The truth is, it’s complicated. Until trials are specifically designed to analyse sex differences and account for confounding factors like age and social support, we’ll be none the wiser – and women will pay the price.

Scanning electron micrograph of a blood clot in human blood, magnification x2000
Blood clots, like this one captured by a scanning electron microscope, need to be broken up by thrombolysis. - Image credit: Getty Images

There are also wider systemic issues at play. Funding for medical training is often diverted to long-term conditions, for example, meaning there are shortfalls in key issues for women.

The impacts of this were revealed in a 2020 survey of 518 US paediatricians, which found just under a third knew about national guidance suggesting that a medical evaluation may be merited if periods have not started by the age of 15.

It’s long been known that, globally, women have fewer employment rights and educational opportunities, less financial independence and greater caring responsibilities – all of which affect availability or willingness to access medical care. These factors intersect with variables like race, ethnicity, and income.

For instance, a report by the UK’s National Health Service (NHS) – published at the end of 2024 – found that areas with higher levels of deprivation report worse health outcomes for women.

Back to bias. If this really is the culprit – then, well, bias extends beyond sex.

A study in journal Science revealed that the US healthcare system was using an algorithm to guide health decisions that assigned the same level of risk to both black patients who were sick and white patients who were healthier.

Both men and women, who were not deemed by the system to be in need of extra care, were denied critical care.

There’s no argument here that men have it better or women have it worse. Worldwide, female mortality is lower than male mortality – and the gap is growing.

War and conflict, homicide, suicide, occupational hazards and susceptibility to behavioural factors (smoking and alcohol misuse, drug use and poor diet) continue to limit the average male lifespan more than that of women’s.

But women frequently miss out on life-changing medical care, and it matters. Although women live an average of four years longer than men, they spend a higher proportion and more years of their lives in poor health.

Your health, your voice

So what can you do? Well, firstly, it’s not up to you to cure someone’s misogyny or single-handedly address systemic bias. Doctors need to listen, too.

In her book Unheard, Dr Rageshri Dhairyawan asks doctors to reflect on their own listening practice: “What are your blind spots and potential biases? Think about how you can be more curious and open when listening. Is it possible that the patient’s point is valid, even if you don’t necessarily agree with it?”

Sir William Osler reading a patient's chart at bedside as a nurse watches
Canadian physician Sir William Osler believed listening to patients was key to diagnosis - but also attributed women's heart pains to nervousness. - Photo credit: Alamy

But when it comes to your own health, there are some ways to empower yourself against potential bias. During my years as a doctor, patients have told me what’s helped them at their clinic appointments.

INSTRUCTIONS:
a) From the passage on bias in women's health care, reproduce word for word the part that begins with the words containing "War and conflict, homicide, suicide, occupational" and ends with "to listen, too.".
b) In the passage on bias in women's health care, how many US paediatricians took part in the 2020 survey?

MATERIAL PROVIDED:
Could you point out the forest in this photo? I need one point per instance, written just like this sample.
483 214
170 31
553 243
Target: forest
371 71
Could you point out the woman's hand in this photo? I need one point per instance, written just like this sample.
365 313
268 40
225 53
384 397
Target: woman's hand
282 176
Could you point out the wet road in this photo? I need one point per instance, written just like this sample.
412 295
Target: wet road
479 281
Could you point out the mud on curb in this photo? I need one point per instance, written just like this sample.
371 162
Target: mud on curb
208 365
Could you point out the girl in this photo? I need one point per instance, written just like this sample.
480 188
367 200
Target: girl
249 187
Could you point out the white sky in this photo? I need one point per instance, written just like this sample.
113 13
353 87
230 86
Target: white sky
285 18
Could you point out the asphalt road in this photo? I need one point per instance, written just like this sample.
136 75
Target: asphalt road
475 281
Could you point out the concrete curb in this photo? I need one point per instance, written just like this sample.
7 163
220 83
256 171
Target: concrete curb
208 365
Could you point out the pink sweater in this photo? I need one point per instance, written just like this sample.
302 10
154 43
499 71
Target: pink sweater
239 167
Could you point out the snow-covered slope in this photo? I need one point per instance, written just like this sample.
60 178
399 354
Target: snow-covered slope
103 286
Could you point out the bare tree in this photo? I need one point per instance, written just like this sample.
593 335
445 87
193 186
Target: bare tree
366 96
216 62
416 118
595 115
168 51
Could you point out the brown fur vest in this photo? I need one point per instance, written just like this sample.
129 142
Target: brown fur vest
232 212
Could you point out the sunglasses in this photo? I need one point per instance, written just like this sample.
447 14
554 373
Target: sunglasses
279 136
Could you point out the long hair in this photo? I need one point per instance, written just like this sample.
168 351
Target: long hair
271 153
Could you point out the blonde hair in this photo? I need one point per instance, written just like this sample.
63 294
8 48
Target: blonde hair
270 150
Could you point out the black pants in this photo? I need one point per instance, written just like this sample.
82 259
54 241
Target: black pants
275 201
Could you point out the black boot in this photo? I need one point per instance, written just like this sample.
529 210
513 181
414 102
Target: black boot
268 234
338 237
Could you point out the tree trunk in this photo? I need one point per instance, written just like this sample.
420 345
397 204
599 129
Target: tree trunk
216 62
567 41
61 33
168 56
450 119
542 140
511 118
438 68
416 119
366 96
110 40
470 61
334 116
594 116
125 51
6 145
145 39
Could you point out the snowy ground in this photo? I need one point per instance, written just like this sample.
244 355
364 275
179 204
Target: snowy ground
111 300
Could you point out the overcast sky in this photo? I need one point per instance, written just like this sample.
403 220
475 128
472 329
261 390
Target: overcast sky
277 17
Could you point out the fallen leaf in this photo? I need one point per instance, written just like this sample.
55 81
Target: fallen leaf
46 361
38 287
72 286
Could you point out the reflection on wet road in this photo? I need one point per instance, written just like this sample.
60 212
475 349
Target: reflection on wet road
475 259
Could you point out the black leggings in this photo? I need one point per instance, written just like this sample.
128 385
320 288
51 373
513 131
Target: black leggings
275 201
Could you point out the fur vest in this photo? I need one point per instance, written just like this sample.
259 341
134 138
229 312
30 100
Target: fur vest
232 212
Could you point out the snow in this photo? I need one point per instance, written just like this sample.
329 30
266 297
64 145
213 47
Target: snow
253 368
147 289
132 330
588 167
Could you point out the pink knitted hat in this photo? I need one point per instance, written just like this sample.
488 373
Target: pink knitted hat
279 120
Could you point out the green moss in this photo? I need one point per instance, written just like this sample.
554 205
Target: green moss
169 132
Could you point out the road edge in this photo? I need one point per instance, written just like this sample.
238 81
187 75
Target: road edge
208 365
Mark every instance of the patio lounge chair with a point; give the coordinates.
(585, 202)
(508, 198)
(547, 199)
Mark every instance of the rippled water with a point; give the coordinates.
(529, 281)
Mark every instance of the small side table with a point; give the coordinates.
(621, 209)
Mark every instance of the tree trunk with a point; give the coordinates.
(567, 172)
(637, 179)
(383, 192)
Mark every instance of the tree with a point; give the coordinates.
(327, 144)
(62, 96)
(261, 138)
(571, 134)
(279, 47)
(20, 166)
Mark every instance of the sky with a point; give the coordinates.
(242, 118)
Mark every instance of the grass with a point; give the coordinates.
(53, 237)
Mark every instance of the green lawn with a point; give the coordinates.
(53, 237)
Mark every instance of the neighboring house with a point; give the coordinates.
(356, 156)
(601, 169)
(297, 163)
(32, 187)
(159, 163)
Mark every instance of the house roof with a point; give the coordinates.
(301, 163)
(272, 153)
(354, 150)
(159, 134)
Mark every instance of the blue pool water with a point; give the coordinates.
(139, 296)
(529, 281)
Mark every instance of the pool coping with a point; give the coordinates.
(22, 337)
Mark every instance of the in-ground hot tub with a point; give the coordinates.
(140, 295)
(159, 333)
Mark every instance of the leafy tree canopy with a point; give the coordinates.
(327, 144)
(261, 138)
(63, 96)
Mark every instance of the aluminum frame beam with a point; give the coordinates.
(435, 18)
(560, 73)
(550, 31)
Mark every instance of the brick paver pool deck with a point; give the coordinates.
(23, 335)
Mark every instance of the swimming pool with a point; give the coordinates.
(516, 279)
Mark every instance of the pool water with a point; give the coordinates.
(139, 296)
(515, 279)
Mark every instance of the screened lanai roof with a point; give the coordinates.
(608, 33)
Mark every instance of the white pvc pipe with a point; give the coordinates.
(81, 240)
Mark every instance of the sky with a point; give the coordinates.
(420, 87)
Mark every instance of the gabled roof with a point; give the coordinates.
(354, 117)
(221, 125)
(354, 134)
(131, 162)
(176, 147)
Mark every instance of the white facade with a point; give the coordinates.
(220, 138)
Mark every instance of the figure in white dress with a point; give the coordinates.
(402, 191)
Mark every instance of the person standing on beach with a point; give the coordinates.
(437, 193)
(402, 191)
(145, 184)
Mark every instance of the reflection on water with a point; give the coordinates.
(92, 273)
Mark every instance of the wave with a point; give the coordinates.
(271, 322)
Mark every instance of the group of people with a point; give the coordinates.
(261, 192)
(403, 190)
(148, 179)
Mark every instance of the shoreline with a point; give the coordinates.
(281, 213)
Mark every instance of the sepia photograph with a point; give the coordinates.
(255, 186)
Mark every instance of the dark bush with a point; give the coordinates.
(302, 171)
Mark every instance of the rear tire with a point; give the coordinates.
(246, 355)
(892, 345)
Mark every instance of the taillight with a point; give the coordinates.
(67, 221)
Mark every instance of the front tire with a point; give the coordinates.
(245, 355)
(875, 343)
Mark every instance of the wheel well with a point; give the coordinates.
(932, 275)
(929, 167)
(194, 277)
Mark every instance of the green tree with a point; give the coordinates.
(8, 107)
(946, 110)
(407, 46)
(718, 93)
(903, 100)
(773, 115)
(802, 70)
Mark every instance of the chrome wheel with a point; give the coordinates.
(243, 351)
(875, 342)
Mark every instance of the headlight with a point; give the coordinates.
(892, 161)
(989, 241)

SOLUTIONS IN ORDER:
a)
War and conflict, homicide, suicide, occupational hazards and susceptibility to behavioural factors (smoking and alcohol misuse, drug use and poor diet) continue to limit the average male lifespan more than that of women’s.

But women frequently miss out on life-changing medical care, and it matters. Although women live an average of four years longer than men, they spend a higher proportion and more years of their lives in poor health.

Your health, your voice

So what can you do? Well, firstly, it’s not up to you to cure someone’s misogyny or single-handedly address systemic bias. Doctors need to listen, too.

b) 518